>> Start Selected passage
By making extensive gains in a set of local elections held in England on Thursday, Nigel Farage, one of Britain’s best-known supporters of President Donald Trump and the leader of the anti-immigration Reform UK party, consolidated his reputation as the country’s foremost political disrupter.


But he may have done something bigger still: blown a hole in the country’s two-party political system.


For nearly all of the past century, power in Britain has alternated between the governing Labour Party, now led by Prime Minister Keir Starmer, and the opposition Conservatives, who last year selected a new leader, Kemi Badenoch.


Yet with surging support for Reform and gains for other small parties, that duopoly has rarely looked more shaky.


“The two main parties have been served notice of a potential eviction from their 100-year tenures of Downing Street,” said Robert Ford, a professor of political science at the University of Manchester.


Still reeling after being ejected from power last year, the Conservatives suffered another disastrous set of results. With the economy flatlining, Labour was punished by voters angry with government spending curbs and higher taxes introduced since it came to power.


The electorate rejected both main parties, Ford said, adding that, were a result like this to occur in a general election, “the Conservative Party would cease to exist as a meaningful force in Parliament.”


Claire Ainsley, a former policy director for Starmer, said the results also reflected longer-term trends, including a breakdown of traditional class loyalties among voters, the increasing pull of nationalist politics, and growing support for the centrist Liberal Democrats, the Greens, and independent candidates.
>> End Selected passage
>> Start Information supplied
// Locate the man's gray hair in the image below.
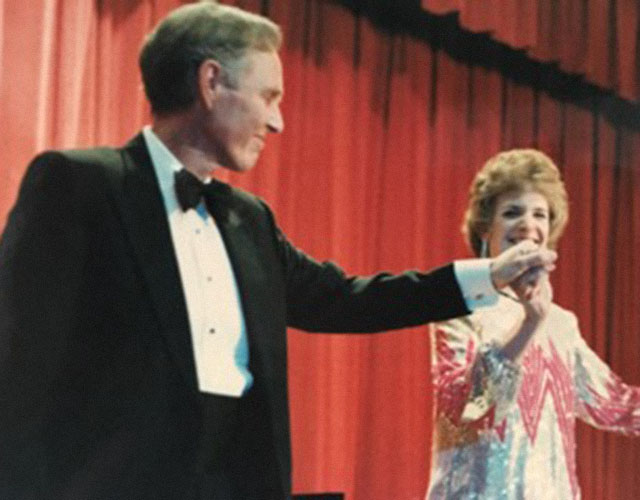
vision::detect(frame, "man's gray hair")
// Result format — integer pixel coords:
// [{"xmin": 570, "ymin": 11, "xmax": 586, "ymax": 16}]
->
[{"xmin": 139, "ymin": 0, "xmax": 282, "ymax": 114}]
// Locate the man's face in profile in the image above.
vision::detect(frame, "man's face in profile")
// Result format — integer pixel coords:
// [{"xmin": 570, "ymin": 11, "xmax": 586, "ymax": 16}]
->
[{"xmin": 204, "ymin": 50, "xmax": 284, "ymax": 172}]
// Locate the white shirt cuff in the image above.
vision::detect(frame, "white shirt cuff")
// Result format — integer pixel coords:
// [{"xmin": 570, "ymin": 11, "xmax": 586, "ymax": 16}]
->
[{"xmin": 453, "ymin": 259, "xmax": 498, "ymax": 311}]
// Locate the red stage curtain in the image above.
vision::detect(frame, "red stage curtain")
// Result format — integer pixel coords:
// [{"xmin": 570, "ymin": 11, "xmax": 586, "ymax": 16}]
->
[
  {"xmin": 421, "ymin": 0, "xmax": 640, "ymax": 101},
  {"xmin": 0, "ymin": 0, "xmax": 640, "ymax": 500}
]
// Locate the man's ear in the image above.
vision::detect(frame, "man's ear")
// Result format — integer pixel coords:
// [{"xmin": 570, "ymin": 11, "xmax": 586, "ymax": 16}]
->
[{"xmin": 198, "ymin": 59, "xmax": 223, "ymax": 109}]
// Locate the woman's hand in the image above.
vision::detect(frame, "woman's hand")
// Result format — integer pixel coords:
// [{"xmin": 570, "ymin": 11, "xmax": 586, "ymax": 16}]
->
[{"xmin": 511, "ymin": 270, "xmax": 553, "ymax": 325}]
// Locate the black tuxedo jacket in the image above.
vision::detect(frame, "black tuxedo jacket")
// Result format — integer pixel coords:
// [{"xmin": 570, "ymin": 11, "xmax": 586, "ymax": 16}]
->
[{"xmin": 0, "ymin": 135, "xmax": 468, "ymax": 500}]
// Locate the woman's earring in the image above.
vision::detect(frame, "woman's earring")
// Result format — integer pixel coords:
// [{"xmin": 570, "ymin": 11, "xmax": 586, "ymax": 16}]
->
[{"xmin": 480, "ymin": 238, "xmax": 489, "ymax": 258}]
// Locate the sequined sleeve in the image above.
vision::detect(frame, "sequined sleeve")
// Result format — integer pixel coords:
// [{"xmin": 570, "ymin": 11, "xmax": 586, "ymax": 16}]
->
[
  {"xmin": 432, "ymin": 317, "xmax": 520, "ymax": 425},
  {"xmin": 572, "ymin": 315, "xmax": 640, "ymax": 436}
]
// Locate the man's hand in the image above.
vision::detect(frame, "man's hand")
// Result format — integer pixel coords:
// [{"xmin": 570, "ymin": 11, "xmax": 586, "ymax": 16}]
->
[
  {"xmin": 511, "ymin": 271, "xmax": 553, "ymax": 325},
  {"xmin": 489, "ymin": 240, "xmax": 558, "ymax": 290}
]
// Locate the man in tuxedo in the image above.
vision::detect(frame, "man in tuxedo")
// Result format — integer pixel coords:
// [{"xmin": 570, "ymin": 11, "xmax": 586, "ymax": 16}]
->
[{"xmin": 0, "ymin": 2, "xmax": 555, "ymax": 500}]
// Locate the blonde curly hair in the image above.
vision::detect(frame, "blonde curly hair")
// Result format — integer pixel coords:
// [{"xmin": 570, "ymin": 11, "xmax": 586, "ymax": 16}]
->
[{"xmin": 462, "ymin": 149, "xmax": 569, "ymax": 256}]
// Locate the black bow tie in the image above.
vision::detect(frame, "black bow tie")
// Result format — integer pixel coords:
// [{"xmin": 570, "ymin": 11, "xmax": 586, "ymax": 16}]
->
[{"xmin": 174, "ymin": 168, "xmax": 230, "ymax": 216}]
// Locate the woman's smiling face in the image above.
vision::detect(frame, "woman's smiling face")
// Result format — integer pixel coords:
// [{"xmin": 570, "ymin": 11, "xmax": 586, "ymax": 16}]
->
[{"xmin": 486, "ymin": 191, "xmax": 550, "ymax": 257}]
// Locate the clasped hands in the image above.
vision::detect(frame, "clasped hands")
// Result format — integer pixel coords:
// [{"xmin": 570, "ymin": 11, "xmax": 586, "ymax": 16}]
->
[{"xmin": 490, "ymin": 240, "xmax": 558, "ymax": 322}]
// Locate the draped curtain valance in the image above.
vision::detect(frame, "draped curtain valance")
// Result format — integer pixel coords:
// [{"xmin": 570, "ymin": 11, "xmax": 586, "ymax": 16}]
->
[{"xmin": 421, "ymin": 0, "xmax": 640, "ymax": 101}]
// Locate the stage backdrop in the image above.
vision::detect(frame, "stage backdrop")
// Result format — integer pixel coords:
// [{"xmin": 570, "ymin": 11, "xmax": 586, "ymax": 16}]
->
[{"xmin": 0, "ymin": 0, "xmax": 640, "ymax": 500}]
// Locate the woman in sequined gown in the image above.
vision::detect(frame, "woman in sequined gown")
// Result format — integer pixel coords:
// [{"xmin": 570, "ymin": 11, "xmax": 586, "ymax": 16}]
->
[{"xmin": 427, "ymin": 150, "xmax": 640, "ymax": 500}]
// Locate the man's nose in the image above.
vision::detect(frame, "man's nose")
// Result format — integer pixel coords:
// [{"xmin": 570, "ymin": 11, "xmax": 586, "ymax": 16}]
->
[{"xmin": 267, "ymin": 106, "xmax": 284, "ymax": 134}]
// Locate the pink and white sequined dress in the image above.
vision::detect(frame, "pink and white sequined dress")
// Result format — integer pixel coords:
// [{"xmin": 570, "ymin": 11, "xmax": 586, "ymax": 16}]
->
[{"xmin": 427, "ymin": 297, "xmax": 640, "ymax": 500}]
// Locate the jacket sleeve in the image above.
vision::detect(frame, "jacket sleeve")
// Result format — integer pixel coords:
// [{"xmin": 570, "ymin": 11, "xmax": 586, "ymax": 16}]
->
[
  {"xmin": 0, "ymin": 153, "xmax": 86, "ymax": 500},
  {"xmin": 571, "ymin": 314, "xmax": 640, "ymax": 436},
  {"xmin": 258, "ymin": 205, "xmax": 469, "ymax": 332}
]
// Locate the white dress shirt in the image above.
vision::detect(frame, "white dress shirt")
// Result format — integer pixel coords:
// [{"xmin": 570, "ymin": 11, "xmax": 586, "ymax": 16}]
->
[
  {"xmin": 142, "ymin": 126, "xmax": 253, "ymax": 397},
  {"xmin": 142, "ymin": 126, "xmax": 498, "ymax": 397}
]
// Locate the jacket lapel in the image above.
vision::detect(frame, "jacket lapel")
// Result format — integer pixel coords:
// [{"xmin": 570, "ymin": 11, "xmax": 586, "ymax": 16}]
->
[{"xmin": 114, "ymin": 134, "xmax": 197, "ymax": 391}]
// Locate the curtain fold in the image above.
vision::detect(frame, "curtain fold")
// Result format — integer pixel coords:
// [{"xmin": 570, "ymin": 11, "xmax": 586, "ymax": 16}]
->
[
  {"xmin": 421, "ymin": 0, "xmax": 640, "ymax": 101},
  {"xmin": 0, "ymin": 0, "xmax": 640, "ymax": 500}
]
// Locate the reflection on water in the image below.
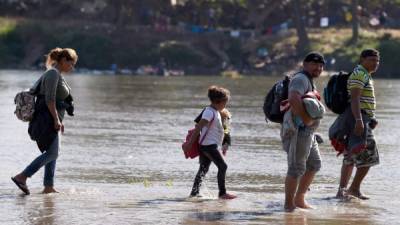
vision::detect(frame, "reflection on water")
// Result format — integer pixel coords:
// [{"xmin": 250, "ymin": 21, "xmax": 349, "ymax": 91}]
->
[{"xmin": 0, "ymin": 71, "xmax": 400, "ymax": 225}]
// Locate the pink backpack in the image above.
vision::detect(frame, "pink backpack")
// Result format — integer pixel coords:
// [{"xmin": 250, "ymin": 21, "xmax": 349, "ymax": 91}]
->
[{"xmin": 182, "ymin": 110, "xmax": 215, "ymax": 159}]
>> End Information supplied
• _Stated exercise A_
Using the passage on the English local elections, answer these:
(i) Who did the Conservatives select as their new leader last year?
(ii) At which university is Robert Ford a professor of political science?
(iii) What post did Claire Ainsley previously hold?
• _Stated exercise B_
Quote the passage on the English local elections word for word, between "Claire Ainsley, a" and "and independent candidates.", inclusive.
• _Stated exercise C_
Extend the passage on the English local elections by continuing it after its final sentence.

• _Task answer A_
(i) Kemi Badenoch
(ii) The University of Manchester
(iii) Policy director for Starmer

• _Task answer B_
Claire Ainsley, a former policy director for Starmer, said the results also reflected longer-term trends, including a breakdown of traditional class loyalties among voters, the increasing pull of nationalist politics, and growing support for the centrist Liberal Democrats, the Greens, and independent candidates.

• _Task answer C_
“We have been seeing the fragmentation of society and that has flowed through to our politics,” said Ainsley, who now works in Britain for the Progressive Policy Institute, a Washington-based research institute. “There is multiparty voting now.”


The upshot is that both main parties are struggling as they find themselves competing not just with each other, but also with opponents to their political left and right.


That mood of public disenchantment gave an opening to smaller parties, including the Liberal Democrats, who won 163 council seats, and the Greens, who gained 44. But the biggest beneficiary was Reform, whose supporters have been energized by Farage’s vigorous campaigning.


In an interview at a Reform UK rally in March, John McDermottroe, a party supporter, said many people in his region of Stockton-on-Tees, in northeastern England, felt that the Labour Party had “grown away from working people.”


As for Farage, “he is very charismatic, he communicates with people from every sector of life, he tells it as it is,” McDermottroe said.


The fragmentation Farage has unleashed on British politics was felt even in races Reform lost, including the mayoralty of a region known as the West of England.


Helen Godwin of Labour won that with just one-quarter of the vote, putting her only slightly ahead of Reform UK, while even the fifth-placed party won 14% of the vote.


Fewer than one-third of eligible voters cast a ballot, the kind of low turnout that is common in local elections. But that meant Godwin was elected by just 7.5% of eligible voters, Gavin Barwell, a former chief of staff in Downing Street and member of the opposition Conservative Party, noted on social media, adding that there was a “collapse” of the two-party political system.


That may yet prove an exaggeration.


Because of a reorganization, the number of seats contested in Thursday’s local elections was the smallest since 1975, and voter turnout is always low in such races.


Britain’s next general election — when that proposition will be tested properly — does not have to be held until 2029, and previous challenges to two-party dominance have faded.


In the early 1980s, the Social Democratic Party, founded by disenchanted moderates from the Labour Party, promised to “break the mold” of British politics. In alliance with another centrist party, it briefly exceeded 50% in an opinion poll. That proved a false dawn.


Yet with five parties now vying for votes in a system that suited two, British politics has become deeply unpredictable.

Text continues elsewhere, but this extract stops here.